* **RECORDS SHOWN**:
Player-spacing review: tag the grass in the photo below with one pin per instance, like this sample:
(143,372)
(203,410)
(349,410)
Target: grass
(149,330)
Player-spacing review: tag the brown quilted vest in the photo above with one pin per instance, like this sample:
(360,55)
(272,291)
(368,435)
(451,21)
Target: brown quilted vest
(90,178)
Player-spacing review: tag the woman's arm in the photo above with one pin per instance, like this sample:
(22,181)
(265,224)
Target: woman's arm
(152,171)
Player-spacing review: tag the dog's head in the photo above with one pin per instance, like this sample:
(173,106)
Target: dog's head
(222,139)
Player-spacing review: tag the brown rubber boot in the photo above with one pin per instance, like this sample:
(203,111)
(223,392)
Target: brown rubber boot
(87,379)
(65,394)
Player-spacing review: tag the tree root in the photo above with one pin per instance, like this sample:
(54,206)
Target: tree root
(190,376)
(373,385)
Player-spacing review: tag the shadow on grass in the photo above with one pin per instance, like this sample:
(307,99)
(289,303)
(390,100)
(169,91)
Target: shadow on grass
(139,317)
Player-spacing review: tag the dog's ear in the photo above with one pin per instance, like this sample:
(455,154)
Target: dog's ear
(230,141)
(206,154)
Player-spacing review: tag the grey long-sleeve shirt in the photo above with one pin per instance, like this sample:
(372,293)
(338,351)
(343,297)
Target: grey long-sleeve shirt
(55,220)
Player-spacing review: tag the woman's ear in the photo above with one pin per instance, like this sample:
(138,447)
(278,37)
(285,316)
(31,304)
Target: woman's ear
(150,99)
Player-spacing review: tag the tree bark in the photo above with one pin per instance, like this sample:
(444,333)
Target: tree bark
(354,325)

---

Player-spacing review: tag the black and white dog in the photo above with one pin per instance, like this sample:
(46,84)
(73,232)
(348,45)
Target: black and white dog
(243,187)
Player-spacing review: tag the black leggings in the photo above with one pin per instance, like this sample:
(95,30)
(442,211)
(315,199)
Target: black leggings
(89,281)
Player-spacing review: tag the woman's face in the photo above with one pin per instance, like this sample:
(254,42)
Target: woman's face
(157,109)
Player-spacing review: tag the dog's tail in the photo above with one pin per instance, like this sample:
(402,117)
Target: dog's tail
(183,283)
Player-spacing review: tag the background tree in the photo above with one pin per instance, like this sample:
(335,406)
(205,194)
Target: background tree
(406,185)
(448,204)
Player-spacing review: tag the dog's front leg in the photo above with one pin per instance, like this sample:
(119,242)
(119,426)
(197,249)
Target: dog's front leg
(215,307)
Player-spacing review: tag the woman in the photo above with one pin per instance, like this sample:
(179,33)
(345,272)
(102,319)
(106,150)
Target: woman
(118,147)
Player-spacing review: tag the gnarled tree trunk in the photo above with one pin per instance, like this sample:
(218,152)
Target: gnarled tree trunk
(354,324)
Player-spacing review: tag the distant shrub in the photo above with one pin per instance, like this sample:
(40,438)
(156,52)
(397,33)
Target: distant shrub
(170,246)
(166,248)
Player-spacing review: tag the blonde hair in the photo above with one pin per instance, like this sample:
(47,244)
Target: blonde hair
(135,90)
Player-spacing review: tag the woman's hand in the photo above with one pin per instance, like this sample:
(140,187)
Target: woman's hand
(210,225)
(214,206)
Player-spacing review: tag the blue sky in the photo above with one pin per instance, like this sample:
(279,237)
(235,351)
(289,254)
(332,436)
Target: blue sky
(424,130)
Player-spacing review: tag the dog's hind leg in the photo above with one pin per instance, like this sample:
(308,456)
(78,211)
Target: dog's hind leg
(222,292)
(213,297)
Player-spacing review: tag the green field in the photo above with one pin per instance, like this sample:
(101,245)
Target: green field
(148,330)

* **PROBLEM REQUIREMENTS**: List each row above that contains the word "white". Case counts.

* **SOLUTION FOR THIS TASK**:
Player-spacing review: tag the black and white dog in the photo above with one pin per instance, like this sample:
Target: black and white dog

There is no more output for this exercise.